__WORK TO DO__
Pick out each line of the listing below that contains the word "coffee", and copy those lines.
---------- MATERIAL SHOWN
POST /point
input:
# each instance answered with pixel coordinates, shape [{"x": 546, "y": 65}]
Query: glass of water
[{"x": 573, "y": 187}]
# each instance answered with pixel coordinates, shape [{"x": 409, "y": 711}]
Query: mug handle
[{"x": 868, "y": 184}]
--------------------
---------- MATERIAL SHOWN
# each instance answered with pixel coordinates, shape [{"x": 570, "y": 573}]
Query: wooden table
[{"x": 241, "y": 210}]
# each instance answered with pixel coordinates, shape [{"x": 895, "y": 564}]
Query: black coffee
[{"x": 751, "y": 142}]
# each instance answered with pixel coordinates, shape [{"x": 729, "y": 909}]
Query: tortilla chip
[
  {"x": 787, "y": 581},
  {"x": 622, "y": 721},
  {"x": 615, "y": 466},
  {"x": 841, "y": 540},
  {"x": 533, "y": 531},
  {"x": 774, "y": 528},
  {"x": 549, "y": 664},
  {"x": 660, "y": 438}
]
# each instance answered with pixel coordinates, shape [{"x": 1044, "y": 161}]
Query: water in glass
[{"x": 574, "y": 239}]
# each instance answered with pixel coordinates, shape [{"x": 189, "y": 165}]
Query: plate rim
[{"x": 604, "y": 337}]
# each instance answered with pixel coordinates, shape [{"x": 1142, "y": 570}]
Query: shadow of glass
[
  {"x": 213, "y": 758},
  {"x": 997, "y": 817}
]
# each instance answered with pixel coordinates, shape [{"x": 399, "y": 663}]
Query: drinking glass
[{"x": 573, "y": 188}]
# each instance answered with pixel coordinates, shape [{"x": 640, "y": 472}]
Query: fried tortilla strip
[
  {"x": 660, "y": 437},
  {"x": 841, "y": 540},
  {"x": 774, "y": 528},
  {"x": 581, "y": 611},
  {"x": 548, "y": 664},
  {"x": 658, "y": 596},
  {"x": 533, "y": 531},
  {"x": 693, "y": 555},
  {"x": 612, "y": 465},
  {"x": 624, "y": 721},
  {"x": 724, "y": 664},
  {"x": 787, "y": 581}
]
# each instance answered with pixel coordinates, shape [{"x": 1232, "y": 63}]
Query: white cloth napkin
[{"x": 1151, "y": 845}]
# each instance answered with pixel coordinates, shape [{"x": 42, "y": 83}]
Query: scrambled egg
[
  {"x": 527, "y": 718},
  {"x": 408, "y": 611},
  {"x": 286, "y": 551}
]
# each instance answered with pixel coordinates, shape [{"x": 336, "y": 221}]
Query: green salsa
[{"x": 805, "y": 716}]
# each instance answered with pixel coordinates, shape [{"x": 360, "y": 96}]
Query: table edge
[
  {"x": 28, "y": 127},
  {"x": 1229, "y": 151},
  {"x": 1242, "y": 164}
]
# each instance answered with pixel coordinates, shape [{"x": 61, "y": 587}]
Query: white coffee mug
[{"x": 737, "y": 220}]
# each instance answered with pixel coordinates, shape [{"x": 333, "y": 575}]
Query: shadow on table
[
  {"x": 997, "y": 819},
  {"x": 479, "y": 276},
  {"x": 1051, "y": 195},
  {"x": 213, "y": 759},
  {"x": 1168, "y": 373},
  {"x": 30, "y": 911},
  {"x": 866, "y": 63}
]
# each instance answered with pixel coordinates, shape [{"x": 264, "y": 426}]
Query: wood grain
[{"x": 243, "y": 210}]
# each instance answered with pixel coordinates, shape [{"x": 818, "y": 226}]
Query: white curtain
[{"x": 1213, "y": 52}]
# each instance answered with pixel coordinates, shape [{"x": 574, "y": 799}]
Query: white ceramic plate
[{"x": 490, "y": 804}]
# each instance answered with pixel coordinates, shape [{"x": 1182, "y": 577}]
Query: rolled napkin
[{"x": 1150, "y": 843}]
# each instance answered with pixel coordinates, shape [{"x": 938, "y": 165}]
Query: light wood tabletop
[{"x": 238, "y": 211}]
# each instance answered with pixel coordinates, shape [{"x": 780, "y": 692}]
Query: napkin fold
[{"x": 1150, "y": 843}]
--------------------
__FINAL RESULT__
Query: black coffee
Query: white coffee mug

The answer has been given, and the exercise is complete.